- Required action
What you should write out is every line from the one containing "In the photo above, where can the bobcat's spotted" to the end of the data, exactly and with nothing else.
--------------------------------------------------
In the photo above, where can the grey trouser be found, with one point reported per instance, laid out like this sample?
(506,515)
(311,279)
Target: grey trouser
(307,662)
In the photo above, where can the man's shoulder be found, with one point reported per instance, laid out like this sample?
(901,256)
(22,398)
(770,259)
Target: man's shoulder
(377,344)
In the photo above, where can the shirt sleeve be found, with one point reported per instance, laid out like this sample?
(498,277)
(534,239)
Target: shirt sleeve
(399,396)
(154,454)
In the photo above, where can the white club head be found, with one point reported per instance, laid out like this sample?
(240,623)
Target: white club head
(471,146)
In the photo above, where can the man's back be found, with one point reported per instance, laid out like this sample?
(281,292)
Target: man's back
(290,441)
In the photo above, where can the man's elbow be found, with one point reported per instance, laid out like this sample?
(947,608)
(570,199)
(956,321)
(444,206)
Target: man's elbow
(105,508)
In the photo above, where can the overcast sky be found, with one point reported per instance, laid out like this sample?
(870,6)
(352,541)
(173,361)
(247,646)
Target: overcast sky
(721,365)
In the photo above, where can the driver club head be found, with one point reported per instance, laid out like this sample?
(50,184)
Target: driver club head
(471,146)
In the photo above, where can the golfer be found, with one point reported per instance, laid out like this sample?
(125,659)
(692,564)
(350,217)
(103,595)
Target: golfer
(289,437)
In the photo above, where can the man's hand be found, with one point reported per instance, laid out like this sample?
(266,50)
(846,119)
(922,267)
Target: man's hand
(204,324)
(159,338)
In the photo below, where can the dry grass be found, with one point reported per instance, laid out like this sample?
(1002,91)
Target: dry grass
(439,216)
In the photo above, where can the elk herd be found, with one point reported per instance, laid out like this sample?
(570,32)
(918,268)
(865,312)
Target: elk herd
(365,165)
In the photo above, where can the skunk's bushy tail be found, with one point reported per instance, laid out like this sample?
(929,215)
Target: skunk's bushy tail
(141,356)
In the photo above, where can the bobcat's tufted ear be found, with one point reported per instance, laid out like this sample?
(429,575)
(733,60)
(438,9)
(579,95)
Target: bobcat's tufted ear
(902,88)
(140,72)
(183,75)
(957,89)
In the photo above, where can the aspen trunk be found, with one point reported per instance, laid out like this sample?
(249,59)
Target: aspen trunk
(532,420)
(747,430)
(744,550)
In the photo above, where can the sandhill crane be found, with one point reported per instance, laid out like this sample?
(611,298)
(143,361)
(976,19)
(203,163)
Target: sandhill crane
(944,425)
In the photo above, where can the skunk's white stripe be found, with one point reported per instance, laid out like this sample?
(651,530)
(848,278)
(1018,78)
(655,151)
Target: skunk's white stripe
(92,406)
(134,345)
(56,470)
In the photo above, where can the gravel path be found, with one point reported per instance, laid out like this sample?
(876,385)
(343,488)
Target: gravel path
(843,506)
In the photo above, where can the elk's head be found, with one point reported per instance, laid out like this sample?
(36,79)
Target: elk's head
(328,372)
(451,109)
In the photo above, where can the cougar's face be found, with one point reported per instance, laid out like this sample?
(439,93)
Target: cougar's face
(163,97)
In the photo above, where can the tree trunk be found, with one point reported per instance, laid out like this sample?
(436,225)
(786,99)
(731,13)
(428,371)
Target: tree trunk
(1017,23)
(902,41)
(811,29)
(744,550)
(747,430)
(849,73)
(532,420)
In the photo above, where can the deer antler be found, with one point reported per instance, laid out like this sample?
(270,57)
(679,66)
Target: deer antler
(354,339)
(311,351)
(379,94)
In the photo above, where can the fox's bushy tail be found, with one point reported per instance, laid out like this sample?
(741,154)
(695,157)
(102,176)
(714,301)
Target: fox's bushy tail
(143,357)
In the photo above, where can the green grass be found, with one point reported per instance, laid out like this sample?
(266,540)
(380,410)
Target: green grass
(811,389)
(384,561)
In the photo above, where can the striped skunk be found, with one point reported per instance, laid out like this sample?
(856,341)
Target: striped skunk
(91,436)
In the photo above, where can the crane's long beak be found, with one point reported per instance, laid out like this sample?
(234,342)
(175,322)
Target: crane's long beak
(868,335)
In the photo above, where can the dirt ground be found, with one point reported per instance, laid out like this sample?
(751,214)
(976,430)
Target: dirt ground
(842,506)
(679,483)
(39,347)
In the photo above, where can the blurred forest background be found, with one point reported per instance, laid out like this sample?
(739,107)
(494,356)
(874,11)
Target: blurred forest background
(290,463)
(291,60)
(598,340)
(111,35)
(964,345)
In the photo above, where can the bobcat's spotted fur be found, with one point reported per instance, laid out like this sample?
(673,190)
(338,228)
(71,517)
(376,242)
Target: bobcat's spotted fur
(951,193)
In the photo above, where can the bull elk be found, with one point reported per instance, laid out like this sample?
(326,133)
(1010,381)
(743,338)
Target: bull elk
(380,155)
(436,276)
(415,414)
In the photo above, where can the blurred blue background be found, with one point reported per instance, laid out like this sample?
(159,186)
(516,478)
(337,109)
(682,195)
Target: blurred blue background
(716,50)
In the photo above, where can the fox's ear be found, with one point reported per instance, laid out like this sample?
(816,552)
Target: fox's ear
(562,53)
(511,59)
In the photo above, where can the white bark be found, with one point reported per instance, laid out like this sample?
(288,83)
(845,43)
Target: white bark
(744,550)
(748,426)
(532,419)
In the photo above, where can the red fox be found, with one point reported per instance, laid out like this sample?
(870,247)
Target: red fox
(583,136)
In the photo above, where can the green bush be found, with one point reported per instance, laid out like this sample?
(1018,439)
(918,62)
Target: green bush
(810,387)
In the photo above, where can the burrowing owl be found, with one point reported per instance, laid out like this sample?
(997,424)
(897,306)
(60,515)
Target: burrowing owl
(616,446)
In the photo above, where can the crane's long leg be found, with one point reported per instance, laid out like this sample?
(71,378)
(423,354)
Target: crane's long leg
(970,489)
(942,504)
--------------------------------------------------
- Finished task
In the photo above, where can the bobcat's spotted fur be found, with one point reported per instance, laid out like this sample?
(673,190)
(338,228)
(71,517)
(376,242)
Target: bobcat's spotted fur
(951,193)
In the photo above, where can the bull elk be found, with one point reported per instance, laid out like this sample?
(326,133)
(1010,381)
(743,338)
Target: bull elk
(380,155)
(436,276)
(415,414)
In the photo above, where can the blurred blue background be found, with one point reported per instance, laid out like this sample?
(159,186)
(516,478)
(337,109)
(682,195)
Target: blurred blue background
(716,50)
In the photo above, where can the fox's ear be found, with one point reported per instance, laid out like this sample?
(816,552)
Target: fox's ear
(562,53)
(511,59)
In the photo above, where can the white bark be found, with one point reported per instance, laid out like this sample?
(288,83)
(845,43)
Target: white bark
(744,550)
(748,426)
(532,419)
In the photo above, where can the red fox be found, with one point reported per instance, laid out like this sample?
(870,247)
Target: red fox
(583,136)
In the photo above, where can the green bush be found, with one point reported per instance, laid out like this sample?
(1018,439)
(918,62)
Target: green bush
(810,387)
In the photo above, where can the burrowing owl be found, with one point reported per instance, laid out like this sample?
(997,424)
(897,306)
(60,515)
Target: burrowing owl
(616,446)
In the photo above, where can the crane's long leg be found, with one point reported per instance, laid out like this sample?
(71,378)
(423,354)
Target: crane's long leg
(970,489)
(942,504)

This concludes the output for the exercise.